## Task
Write out the listing below again, precisely as it is given.
┌──
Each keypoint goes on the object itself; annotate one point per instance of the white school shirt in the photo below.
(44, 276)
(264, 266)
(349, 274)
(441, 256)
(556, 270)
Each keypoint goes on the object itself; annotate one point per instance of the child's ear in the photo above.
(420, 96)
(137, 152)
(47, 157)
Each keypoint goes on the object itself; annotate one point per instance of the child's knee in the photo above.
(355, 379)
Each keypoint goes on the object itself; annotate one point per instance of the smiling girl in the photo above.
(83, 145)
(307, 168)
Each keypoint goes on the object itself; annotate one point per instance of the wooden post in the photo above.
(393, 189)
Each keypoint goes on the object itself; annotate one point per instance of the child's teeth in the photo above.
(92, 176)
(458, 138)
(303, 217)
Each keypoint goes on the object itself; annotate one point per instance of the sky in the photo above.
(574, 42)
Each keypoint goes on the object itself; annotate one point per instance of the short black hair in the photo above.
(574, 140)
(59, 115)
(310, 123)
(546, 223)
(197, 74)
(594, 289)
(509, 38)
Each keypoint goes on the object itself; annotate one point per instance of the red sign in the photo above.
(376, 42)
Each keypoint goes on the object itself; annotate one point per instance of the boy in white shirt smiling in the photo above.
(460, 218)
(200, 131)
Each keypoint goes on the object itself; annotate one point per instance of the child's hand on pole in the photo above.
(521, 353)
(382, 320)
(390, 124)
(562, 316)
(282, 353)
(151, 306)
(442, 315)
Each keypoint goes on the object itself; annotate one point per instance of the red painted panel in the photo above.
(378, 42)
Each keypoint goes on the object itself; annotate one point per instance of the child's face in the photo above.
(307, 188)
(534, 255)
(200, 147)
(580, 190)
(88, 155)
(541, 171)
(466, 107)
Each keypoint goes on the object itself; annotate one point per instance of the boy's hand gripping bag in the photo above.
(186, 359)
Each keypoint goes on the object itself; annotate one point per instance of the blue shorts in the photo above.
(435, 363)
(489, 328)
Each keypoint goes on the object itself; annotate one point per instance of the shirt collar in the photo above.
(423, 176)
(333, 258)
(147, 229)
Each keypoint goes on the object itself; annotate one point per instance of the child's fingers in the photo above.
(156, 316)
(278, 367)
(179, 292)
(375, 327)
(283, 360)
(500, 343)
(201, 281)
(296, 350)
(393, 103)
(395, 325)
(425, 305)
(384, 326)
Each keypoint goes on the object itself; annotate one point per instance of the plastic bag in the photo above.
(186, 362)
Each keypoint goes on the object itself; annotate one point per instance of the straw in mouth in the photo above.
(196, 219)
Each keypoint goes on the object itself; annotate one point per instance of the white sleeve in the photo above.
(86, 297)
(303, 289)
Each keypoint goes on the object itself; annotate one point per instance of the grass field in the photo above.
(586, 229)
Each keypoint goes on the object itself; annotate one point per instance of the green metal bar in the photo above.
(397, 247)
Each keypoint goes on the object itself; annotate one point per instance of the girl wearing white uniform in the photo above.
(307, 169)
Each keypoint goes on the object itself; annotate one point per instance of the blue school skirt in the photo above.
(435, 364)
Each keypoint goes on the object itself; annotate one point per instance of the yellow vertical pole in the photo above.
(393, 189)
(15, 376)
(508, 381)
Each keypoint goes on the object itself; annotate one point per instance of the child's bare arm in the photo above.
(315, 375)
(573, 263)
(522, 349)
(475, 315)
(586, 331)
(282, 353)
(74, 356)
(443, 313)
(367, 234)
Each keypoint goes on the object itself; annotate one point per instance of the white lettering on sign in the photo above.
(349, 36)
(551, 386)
└──
## Exercise response
Each keypoint goes on the object itself; annotate one point per instance of the white school shirt in the photo below.
(44, 276)
(264, 266)
(349, 274)
(441, 256)
(556, 270)
Each keypoint goes on the object itself; annotate one point per instance of the child's ear in the photo above.
(420, 96)
(137, 152)
(47, 157)
Each keypoint goes on the object itself; annotate one point per instance of the child's knee in the photo above.
(355, 379)
Each keypoint goes on the object itself; annotate one point per instance of the smiling girl in the photo above.
(83, 145)
(307, 168)
Each keypoint goes on the object itself; annotate one point per instance of the wooden post in the photo above.
(393, 189)
Each keypoint goes on the object itself; annotate one point per instance of the child's teeth in the photo above.
(92, 176)
(458, 138)
(303, 217)
Each keypoint goes on the object itself; annotate one point per instance of the sky in the photo above.
(574, 42)
Each keypoint goes on the object itself; annotate one point per instance of the short black hair in the photo above.
(574, 140)
(59, 115)
(310, 123)
(546, 223)
(197, 74)
(594, 289)
(509, 38)
Each keypoint goes on the object itself; annotate one point per instance of the red sign in the photo above.
(376, 42)
Each keypoint goes on the object itself; annotate one point per instance of the boy in white shirt smiling in the photo above.
(460, 218)
(200, 131)
Each keypoint goes on the object itself; annotate one point per instance of the child's hand on pole in the photo above.
(521, 353)
(382, 320)
(390, 124)
(562, 316)
(282, 353)
(151, 306)
(442, 315)
Each keypoint goes on the object itself; annotate one point per instance of the red painted panel in the photo above.
(378, 42)
Each keypoint goes on the object itself; annotate one point per instance of the child's face in the photo above.
(307, 188)
(534, 255)
(200, 147)
(580, 190)
(88, 155)
(541, 171)
(466, 107)
Each keypoint goes on the object itself; annotate one point per instance of the boy's hand gripping bag in the photo above.
(186, 359)
Each keypoint goes on the object itself; annotate one point per instance of the blue shorts in the photo above.
(435, 363)
(489, 328)
Each keypoint goes on the object itself; annotate one point per instance of the shirt collar in the photo above.
(423, 176)
(333, 258)
(147, 229)
Each keypoint goes on the object itself; annotate one point per instance of the child's fingers in the photo above.
(156, 316)
(278, 367)
(179, 292)
(375, 327)
(283, 360)
(500, 343)
(201, 281)
(296, 350)
(393, 103)
(395, 325)
(425, 305)
(384, 326)
Each keypoint goes on the object itself; annotate one point per instance of the plastic bag in the photo above.
(186, 362)
Each keypoint goes on the object itself; annotate one point per instance of the straw in mouth in the photo above.
(196, 219)
Each keypoint goes on the object itself; annotate one point per instance of the white sleeve in the photo above.
(86, 297)
(303, 289)
Each keypoint goes on the object itself; annotate one point per instance of the grass field in the photo above.
(586, 229)
Each keypoint goes on the object itself; annotate one point per instance of the green metal bar in the photo above.
(397, 247)
Each keypoint goes on the object itself; annotate one point per instance of the girl wearing white uniform in the photo above.
(307, 169)
Each keypoint goes on the object itself; annotate one point per instance of the blue school skirt in the photo above.
(435, 364)
Each keypoint goes on the object itself; annotate one point per instance of the yellow vertical pole in the photo above.
(393, 189)
(15, 376)
(508, 381)
Each keypoint goes on the object itself; annotate one point per instance of the child's bare arm in the photo above.
(315, 375)
(573, 263)
(522, 349)
(475, 315)
(586, 331)
(282, 353)
(74, 356)
(443, 313)
(367, 234)
Each keypoint goes on the object itself; annotate one point per instance of the white lettering on sign in the photo above.
(349, 36)
(551, 386)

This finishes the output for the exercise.